The inspiration for a new product or company can come at any time or place. For David Heath, co-founder, and CEO of e-commerce apparel brand Bombas, the time was 2011, the place was New York City, and the inspiration was socks. As Heath explained it to Forbes in a 2020 interview, he’d read a quote on Facebook that socks were the most requested clothing item at homeless shelters, and he “wanted to do something about it.”
Inspired by brands like Toms and Warby Parker, which adopted business models based on giving back to the community, Heath and co-founder Randy Goldberg figured they could use a similar model to help solve the problem of socks for the homeless and needy. Their mission would be simple: donate one pair of socks for every pair purchased.
“We knew that in order to donate a lot of socks we’d have to sell a lot of socks and to do that, we’d have to create something better than anything else on the market,” Heath said. “We spent two years on research and development to create the most comfortable socks in the history of feet.”
Bombas, which opened for business in 2013 following an Indiegogo fundraising campaign, has more than held up its end of the bargain. Seven years after its founding, the New York-based company has more than 100 employees and manufactures its products all over the world, including the U.S., Taiwan, China, and Peru.
Although Heath studied entrepreneurship in college and had started three previous companies, neither he nor Goldberg had prior experience with retail or apparel.
“We approached product design from a customer perspective, which we think helped contribute to the brand’s overall success and popularity,” Heath told Forbes in a March interview.
Bombas’ obsession with quality is such that each item it creates is “rigorously tested for comfort and durability,” according to its website. The company is always on the lookout for ways to innovate and improve its products. It analyzes issues that consistently arise with socks and T-shirts, such as painful toe seams or “annoying pilling,” then tweaks its design and manufacturing processes until they reach “total perfection.”
Bombas is so confident in the quality of its products that they are all “100% happiness guaranteed.” The company even has a Customer Happiness Team that’s available for customers who need recommendations, refunds, or “just a reason to smile.” This focus on quality and customer service has helped Bombas consistently beat its internal sales targets through the years – even during the COVID-19 pandemic.

* _THINGS TO DO_:
1: Extract the stretch of the Bombas article from "Inspired by brands" through "every pair purchased.", copying it word for word.
2: Pick up the Bombas article after its final sentence and keep writing it.

* _Saved entries_:
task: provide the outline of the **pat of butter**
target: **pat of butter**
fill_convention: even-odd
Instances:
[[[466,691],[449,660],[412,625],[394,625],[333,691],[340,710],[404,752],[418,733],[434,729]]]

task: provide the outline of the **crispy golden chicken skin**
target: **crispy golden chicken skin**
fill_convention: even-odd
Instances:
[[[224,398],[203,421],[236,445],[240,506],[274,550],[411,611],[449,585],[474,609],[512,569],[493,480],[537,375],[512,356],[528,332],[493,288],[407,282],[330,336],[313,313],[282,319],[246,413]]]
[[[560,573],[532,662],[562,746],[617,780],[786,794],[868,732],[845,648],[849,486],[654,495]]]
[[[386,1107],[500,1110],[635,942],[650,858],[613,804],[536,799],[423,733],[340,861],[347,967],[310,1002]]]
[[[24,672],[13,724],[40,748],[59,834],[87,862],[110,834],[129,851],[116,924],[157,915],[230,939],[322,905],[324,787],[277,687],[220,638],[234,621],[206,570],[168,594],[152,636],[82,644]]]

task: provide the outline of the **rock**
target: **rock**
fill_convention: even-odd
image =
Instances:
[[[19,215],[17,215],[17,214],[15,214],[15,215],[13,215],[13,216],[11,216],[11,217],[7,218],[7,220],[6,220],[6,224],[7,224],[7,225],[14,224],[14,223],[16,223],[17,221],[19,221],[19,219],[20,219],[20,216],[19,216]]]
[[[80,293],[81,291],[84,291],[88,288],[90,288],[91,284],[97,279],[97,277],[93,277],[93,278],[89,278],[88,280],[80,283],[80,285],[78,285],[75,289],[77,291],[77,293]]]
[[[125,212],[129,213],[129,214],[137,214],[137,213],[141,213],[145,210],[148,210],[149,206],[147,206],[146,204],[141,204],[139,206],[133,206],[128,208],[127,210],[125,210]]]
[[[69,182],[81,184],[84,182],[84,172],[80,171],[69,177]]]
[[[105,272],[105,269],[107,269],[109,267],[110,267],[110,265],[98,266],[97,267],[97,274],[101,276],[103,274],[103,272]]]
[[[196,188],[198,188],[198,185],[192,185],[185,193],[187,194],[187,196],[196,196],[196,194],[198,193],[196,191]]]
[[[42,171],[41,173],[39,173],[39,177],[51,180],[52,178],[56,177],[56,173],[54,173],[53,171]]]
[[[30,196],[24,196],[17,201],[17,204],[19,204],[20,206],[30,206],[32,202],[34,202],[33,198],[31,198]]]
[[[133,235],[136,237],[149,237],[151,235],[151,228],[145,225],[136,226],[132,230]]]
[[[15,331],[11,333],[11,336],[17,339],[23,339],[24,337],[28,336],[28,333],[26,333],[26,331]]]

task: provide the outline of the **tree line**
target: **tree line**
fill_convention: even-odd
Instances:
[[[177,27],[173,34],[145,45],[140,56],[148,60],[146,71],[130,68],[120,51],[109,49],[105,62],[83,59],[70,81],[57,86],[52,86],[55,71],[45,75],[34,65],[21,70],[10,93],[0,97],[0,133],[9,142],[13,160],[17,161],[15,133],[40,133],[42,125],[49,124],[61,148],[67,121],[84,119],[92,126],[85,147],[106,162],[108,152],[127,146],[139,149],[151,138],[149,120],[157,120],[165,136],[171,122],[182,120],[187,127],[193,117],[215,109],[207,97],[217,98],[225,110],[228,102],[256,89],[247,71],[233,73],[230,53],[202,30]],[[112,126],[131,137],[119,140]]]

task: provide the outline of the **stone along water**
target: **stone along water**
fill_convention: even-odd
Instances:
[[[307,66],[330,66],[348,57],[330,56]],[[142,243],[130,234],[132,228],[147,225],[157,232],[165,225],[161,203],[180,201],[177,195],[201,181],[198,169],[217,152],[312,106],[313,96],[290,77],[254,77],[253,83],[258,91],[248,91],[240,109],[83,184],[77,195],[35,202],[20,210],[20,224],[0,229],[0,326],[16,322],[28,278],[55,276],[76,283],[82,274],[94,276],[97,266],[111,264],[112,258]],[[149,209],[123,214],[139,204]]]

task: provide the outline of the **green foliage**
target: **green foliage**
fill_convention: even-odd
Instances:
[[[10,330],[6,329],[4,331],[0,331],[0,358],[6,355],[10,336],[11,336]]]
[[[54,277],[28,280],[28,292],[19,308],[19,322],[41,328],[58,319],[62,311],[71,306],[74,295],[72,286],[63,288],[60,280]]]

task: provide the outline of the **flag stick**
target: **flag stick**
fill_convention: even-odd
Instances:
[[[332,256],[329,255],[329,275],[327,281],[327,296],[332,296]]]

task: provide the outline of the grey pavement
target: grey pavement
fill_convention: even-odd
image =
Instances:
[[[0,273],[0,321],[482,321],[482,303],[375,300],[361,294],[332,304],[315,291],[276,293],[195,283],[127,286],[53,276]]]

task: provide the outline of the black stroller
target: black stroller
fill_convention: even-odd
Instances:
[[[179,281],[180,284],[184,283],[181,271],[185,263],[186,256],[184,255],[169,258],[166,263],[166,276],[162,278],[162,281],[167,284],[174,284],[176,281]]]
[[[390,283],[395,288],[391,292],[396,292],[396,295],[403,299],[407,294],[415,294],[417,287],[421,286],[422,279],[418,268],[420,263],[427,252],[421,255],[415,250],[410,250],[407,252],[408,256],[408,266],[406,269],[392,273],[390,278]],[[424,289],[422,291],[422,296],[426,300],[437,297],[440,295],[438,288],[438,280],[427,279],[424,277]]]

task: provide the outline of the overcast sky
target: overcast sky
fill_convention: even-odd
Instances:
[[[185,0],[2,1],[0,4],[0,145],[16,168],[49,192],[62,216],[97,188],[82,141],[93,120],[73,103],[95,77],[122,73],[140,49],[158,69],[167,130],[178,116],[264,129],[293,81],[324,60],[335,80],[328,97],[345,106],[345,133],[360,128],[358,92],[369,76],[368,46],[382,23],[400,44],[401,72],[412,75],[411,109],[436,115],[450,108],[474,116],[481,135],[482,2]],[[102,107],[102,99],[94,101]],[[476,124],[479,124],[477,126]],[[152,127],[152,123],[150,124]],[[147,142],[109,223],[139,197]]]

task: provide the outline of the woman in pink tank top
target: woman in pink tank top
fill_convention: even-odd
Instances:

* _OUTPUTS IN ORDER_:
1:
Inspired by brands like Toms and Warby Parker, which adopted business models based on giving back to the community, Heath and co-founder Randy Goldberg figured they could use a similar model to help solve the problem of socks for the homeless and needy. Their mission would be simple: donate one pair of socks for every pair purchased.

2:
“Sales are up,” Goldberg, who serves as chief brand officer, said on a Glossy Podcast in September 2020. “There’s that response to comfort and a response to community. And people are looking for these little moments for themselves.”
Bombas has also been as good as its word when it comes to giving back to the community. The brand has already donated more than 40 million items to more than 3,500 community organizations.
“Those are anything from a small shelter in a small town to big organizations like the VA [Department of Veterans Affairs] and the Special Olympics,” Goldberg said on the Glossy podcast. “We’re in all 50 states.”
Even the name “Bombas,” from the Latin word for bumblebee, is a nod to the brand’s aim to “Bee Better.”
“Bees live in a hive and work together to make their world a better place,” the company’s website says. “They’re small, but have a big effect on things. When we say Bee Better, we mean it as a mantra, a way of approaching every day. It’s stitched into the inside of every pair of Bombas for a reason. It’s a reminder to push yourself harder to be better at your athletic pursuits. A reminder that these socks are engineered and designed with thought to better.”
Bombas’s charitable work goes beyond just matching donations with sales. The company has teamed up with other brands such as Cotopaxi, Cleancult, and Brooklinen to provide resources to those affected by COVID-19.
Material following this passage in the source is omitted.